(Work instructions) Recast the material below as a Markdown table with two columns, Row and Line. Give each non-blank line its own numbered row and leave out blank lines.

(Exercise material)
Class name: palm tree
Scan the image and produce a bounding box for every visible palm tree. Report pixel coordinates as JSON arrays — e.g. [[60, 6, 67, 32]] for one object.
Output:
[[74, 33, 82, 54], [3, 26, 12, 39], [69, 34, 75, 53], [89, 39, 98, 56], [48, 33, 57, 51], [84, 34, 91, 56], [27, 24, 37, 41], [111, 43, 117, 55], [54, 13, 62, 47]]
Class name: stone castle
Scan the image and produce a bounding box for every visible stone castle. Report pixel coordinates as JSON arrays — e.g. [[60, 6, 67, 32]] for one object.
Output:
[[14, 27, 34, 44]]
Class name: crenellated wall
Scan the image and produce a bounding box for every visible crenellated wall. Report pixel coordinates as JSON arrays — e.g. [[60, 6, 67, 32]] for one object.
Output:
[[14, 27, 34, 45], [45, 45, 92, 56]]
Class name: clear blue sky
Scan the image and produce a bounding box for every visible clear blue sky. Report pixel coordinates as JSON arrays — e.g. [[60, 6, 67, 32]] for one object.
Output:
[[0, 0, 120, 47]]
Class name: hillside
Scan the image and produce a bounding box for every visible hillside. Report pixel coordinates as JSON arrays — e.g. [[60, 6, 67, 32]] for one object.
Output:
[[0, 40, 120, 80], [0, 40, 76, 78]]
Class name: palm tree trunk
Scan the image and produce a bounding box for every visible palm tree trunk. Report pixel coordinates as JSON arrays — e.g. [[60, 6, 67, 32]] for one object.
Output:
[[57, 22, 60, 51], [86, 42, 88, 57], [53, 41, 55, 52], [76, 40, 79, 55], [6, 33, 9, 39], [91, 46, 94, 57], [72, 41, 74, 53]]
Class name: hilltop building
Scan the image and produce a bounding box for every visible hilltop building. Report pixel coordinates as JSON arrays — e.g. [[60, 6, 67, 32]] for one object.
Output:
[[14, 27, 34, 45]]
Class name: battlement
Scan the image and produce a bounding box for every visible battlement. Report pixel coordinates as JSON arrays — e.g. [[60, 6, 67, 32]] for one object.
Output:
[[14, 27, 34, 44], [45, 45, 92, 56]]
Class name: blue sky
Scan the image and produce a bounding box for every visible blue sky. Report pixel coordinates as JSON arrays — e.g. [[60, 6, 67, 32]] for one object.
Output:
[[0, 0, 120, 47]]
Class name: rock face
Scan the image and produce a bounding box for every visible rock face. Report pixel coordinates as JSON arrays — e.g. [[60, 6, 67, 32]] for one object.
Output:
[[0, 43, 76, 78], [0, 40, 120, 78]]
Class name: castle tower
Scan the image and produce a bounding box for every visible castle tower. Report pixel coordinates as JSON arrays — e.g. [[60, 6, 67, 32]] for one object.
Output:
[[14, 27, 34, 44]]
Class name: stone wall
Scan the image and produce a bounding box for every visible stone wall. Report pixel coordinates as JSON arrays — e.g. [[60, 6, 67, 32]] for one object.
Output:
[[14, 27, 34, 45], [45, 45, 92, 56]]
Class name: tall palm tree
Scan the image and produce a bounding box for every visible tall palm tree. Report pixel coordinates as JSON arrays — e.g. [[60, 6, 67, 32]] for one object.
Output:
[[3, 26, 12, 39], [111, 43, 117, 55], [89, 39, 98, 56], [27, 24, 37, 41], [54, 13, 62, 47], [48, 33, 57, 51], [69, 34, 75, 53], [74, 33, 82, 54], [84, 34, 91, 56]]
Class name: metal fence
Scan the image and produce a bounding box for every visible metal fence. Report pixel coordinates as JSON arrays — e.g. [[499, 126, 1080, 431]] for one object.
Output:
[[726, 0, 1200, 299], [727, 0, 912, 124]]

(Output for this task)
| Row | Line |
|---|---|
| 1 | Class name: palm tree |
| 2 | Scan the image and produce a bounding box for every visible palm tree. Report pixel coordinates as JSON arrays — e.g. [[60, 6, 67, 32]] for one object. |
| 3 | Output: |
| 4 | [[74, 33, 82, 54], [3, 26, 12, 39], [69, 34, 75, 53], [89, 39, 98, 56], [48, 33, 57, 51], [84, 34, 91, 56], [27, 24, 37, 41], [111, 43, 117, 55], [54, 13, 62, 47]] |
| 5 | Class name: stone castle |
| 6 | Scan the image and produce a bounding box for every visible stone castle. Report pixel coordinates as JSON arrays — e.g. [[60, 6, 67, 32]] for one object. |
| 7 | Output: |
| 8 | [[14, 27, 34, 44]] |
| 9 | Class name: crenellated wall |
| 10 | Scan the image and produce a bounding box for every visible crenellated wall. Report pixel coordinates as JSON arrays — e.g. [[60, 6, 67, 32]] for one object. |
| 11 | Output: |
| 12 | [[14, 27, 34, 45], [45, 45, 92, 56]] |
| 13 | Class name: clear blue sky |
| 14 | Scan the image and produce a bounding box for every visible clear blue sky. Report pixel coordinates as JSON arrays — e.g. [[60, 6, 67, 32]] for one object. |
| 15 | Output: |
| 16 | [[0, 0, 120, 47]] |
| 17 | Class name: hillside |
| 18 | Scan the image and produce a bounding box for every visible hillside. Report pixel coordinates as JSON arrays — e.g. [[60, 6, 67, 32]] for one object. |
| 19 | Output: |
| 20 | [[0, 40, 120, 80], [0, 40, 76, 78]] |
| 21 | Class name: palm tree trunk |
| 22 | Scan the image and produce a bounding box for every visible palm tree trunk. Report pixel coordinates as JSON arrays — e.g. [[60, 6, 67, 32]] for one object. |
| 23 | Output: |
| 24 | [[57, 22, 60, 51], [86, 42, 88, 57], [53, 41, 55, 52], [76, 40, 79, 55], [6, 33, 9, 39], [91, 46, 94, 57], [72, 41, 74, 53]] |
| 25 | Class name: hilltop building |
| 26 | Scan the image and produce a bounding box for every visible hilltop building. Report pixel coordinates as JSON arrays — e.g. [[60, 6, 67, 32]] for one object. |
| 27 | Output: |
| 28 | [[14, 27, 34, 45]] |
| 29 | Class name: battlement |
| 30 | Scan the image and produce a bounding box for every visible battlement. Report pixel coordinates as JSON arrays — e.g. [[60, 6, 67, 32]] for one object. |
| 31 | Output: |
| 32 | [[14, 27, 34, 44], [45, 45, 92, 56]] |
| 33 | Class name: blue sky |
| 34 | Scan the image and produce a bounding box for every visible blue sky. Report pixel coordinates as JSON arrays — e.g. [[60, 6, 67, 32]] for one object. |
| 35 | Output: |
| 36 | [[0, 0, 120, 47]] |
| 37 | Class name: rock face |
| 38 | Scan the image and produce a bounding box for every visible rock face. Report pixel coordinates as JSON arrays — e.g. [[60, 6, 67, 32]] for one object. |
| 39 | Output: |
| 40 | [[0, 43, 76, 78], [0, 40, 120, 78]] |
| 41 | Class name: castle tower |
| 42 | Scan the image and produce a bounding box for every visible castle tower. Report pixel coordinates as JSON arrays — e.g. [[60, 6, 67, 32]] for one object. |
| 43 | Output: |
| 44 | [[14, 27, 34, 44]] |
| 45 | Class name: stone wall |
| 46 | Scan the image and produce a bounding box for every visible stone wall. Report pixel coordinates as JSON arrays — e.g. [[60, 6, 67, 32]] for one object. |
| 47 | Output: |
| 48 | [[14, 27, 34, 45], [45, 45, 92, 56]] |
| 49 | Class name: tall palm tree |
| 50 | Scan the image and produce a bounding box for every visible tall palm tree. Report pixel coordinates as JSON arrays — e.g. [[60, 6, 67, 32]] for one object. |
| 51 | Output: |
| 52 | [[3, 26, 12, 39], [111, 43, 117, 55], [89, 39, 98, 56], [27, 24, 37, 41], [54, 13, 62, 47], [48, 33, 57, 51], [69, 34, 75, 53], [74, 33, 82, 54], [84, 34, 91, 56]] |
| 53 | Class name: metal fence |
| 54 | Scan the image and produce a bounding box for every visible metal fence. Report pixel coordinates as JSON arrays — e.g. [[499, 126, 1080, 431]] for one object. |
| 55 | Output: |
| 56 | [[726, 0, 1200, 299], [727, 0, 912, 124]] |